#### PROBLEM REQUIREMENTS
From the material below, pick out every line that contains the word "body" and copy each of those lines unchanged.

----------

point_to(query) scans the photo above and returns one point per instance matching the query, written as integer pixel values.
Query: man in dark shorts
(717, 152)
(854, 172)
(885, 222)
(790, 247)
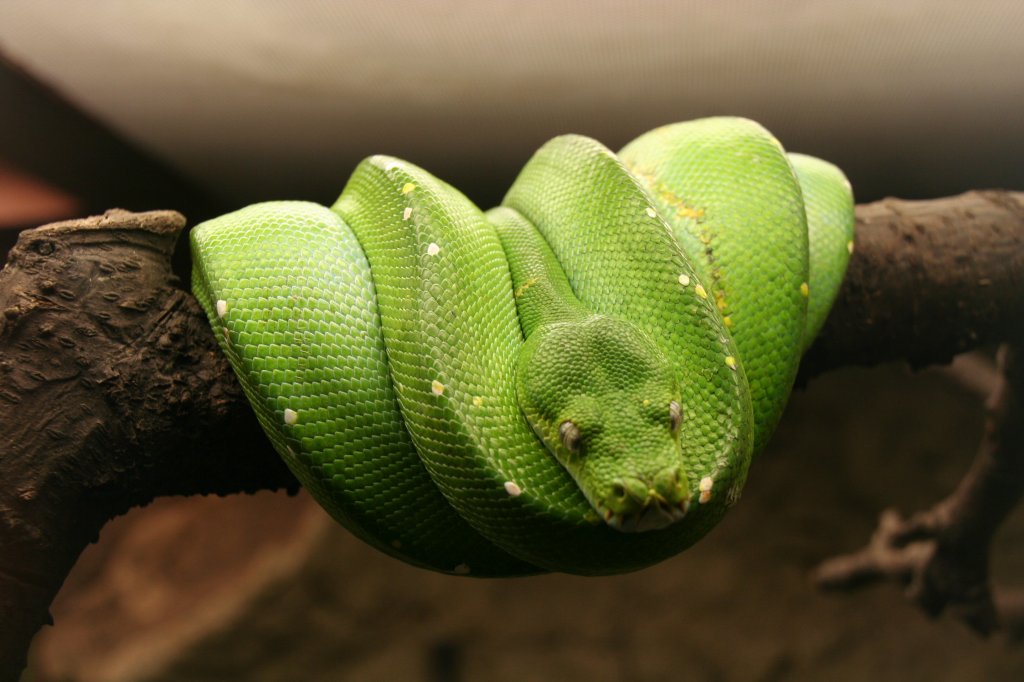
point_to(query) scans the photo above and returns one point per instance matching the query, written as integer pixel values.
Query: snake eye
(569, 433)
(675, 416)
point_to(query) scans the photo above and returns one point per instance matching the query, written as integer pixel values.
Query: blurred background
(206, 107)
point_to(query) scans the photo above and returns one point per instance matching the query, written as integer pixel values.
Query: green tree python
(574, 381)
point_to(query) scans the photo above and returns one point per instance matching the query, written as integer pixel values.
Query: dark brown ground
(266, 588)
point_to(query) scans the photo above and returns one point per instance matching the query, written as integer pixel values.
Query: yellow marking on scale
(525, 285)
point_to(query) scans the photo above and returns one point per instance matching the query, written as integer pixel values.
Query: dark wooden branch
(928, 280)
(113, 390)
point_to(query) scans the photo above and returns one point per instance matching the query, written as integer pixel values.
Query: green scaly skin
(576, 381)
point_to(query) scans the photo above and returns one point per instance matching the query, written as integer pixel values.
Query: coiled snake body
(574, 381)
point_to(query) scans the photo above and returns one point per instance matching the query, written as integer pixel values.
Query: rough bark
(113, 390)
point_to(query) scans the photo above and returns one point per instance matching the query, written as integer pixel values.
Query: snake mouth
(633, 504)
(654, 515)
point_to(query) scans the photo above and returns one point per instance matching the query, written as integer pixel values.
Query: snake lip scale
(574, 381)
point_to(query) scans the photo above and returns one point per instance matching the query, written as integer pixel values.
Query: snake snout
(635, 505)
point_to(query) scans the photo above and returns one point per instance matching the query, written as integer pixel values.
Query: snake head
(606, 403)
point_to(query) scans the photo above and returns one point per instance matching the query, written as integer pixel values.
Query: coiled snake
(573, 381)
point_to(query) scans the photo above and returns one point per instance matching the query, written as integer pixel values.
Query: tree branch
(942, 554)
(113, 390)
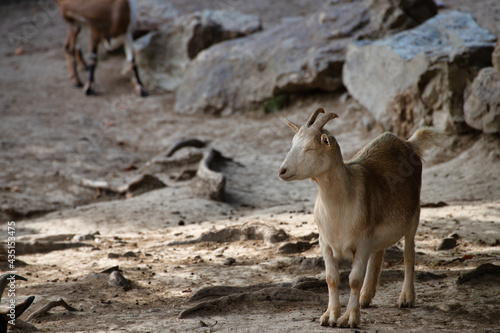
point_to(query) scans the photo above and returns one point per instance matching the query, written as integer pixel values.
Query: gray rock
(163, 54)
(447, 243)
(482, 106)
(300, 54)
(418, 77)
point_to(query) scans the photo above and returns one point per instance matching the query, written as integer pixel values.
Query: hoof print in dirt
(294, 247)
(447, 243)
(480, 272)
(224, 299)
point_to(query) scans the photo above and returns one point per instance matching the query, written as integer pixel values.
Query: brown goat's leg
(371, 279)
(332, 313)
(407, 297)
(95, 39)
(70, 48)
(129, 51)
(82, 65)
(352, 315)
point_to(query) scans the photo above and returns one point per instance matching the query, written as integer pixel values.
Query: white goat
(106, 19)
(363, 206)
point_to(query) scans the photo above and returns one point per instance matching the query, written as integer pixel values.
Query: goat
(363, 206)
(106, 19)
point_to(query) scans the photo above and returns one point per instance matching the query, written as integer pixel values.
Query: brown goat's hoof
(141, 92)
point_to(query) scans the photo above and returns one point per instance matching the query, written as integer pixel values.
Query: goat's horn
(4, 281)
(323, 120)
(313, 117)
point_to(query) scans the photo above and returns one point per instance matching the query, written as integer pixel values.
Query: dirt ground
(52, 137)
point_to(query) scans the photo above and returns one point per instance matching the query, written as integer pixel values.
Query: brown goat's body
(106, 19)
(110, 17)
(363, 206)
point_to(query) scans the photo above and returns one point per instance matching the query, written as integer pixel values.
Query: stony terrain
(58, 147)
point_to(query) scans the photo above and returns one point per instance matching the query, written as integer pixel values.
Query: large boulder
(418, 77)
(299, 54)
(482, 106)
(164, 53)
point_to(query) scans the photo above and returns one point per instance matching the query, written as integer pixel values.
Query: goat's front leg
(129, 51)
(352, 316)
(332, 279)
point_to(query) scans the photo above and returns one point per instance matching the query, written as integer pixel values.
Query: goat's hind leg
(352, 316)
(407, 297)
(95, 39)
(371, 279)
(332, 313)
(71, 57)
(129, 51)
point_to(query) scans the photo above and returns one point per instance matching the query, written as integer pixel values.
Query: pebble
(447, 243)
(229, 261)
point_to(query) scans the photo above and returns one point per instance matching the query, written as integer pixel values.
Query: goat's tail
(426, 138)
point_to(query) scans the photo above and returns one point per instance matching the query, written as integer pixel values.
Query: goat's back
(110, 17)
(391, 172)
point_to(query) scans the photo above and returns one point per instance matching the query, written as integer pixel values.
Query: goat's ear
(293, 126)
(325, 139)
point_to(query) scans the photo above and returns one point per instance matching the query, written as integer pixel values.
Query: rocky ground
(55, 140)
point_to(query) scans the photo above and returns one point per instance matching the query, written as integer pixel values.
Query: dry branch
(52, 304)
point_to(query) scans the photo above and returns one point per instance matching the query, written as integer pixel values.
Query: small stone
(229, 261)
(117, 279)
(446, 244)
(130, 254)
(83, 238)
(443, 307)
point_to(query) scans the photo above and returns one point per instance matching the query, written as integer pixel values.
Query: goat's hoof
(88, 90)
(406, 300)
(141, 92)
(365, 302)
(343, 321)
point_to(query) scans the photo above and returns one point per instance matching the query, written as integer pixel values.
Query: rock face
(163, 54)
(482, 107)
(418, 77)
(300, 54)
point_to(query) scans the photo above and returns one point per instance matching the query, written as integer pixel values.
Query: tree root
(248, 231)
(36, 246)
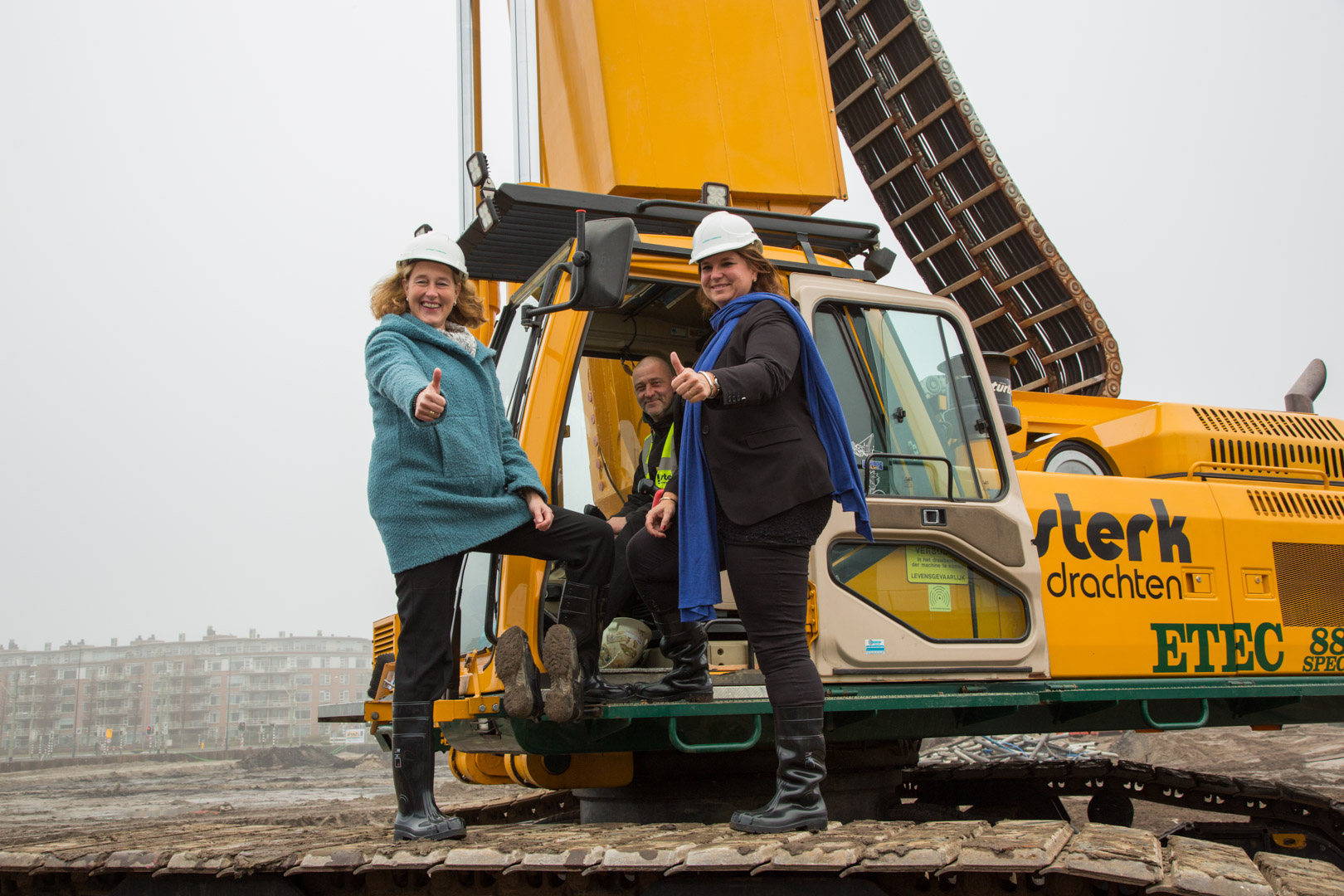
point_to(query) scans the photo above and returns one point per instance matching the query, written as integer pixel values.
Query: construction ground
(309, 786)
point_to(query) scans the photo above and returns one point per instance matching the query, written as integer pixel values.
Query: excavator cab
(944, 590)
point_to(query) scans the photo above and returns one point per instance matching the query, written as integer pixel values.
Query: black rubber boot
(570, 655)
(413, 776)
(797, 804)
(689, 649)
(518, 672)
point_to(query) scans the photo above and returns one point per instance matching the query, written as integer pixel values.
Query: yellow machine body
(1214, 548)
(624, 113)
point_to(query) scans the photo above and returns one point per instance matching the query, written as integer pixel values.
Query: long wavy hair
(767, 277)
(388, 297)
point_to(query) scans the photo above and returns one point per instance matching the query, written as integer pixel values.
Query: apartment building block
(221, 691)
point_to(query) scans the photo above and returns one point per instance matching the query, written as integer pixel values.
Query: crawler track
(511, 850)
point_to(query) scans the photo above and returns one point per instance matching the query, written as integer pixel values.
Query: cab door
(951, 586)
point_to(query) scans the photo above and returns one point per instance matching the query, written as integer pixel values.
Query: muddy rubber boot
(413, 777)
(687, 646)
(518, 672)
(570, 655)
(797, 804)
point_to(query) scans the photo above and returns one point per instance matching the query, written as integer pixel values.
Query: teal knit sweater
(444, 486)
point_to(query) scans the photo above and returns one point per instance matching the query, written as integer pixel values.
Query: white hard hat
(721, 231)
(435, 247)
(622, 644)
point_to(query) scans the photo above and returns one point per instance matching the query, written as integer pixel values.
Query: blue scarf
(698, 529)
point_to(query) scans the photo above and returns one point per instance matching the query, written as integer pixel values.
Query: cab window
(913, 403)
(929, 592)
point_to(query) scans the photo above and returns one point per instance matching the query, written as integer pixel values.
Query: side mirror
(601, 262)
(598, 270)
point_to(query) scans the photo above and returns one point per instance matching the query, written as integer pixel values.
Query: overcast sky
(197, 197)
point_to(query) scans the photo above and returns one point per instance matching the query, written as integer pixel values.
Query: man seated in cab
(654, 392)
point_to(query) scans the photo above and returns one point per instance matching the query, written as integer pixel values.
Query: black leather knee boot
(570, 653)
(689, 649)
(413, 777)
(797, 804)
(515, 668)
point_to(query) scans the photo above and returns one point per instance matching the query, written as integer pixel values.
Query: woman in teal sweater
(446, 476)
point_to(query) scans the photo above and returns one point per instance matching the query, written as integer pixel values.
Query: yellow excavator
(1047, 557)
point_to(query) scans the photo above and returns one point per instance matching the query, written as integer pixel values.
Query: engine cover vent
(1242, 451)
(1308, 505)
(1311, 581)
(1303, 426)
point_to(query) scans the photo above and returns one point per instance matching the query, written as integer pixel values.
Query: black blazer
(757, 434)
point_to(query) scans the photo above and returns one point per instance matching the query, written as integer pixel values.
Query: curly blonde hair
(388, 296)
(767, 277)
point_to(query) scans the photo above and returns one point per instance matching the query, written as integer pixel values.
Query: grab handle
(715, 747)
(1175, 726)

----------

#### EXERCISE OUTPUT
Query: coiled snake body
Query: brown goat's body
Query: yellow machine body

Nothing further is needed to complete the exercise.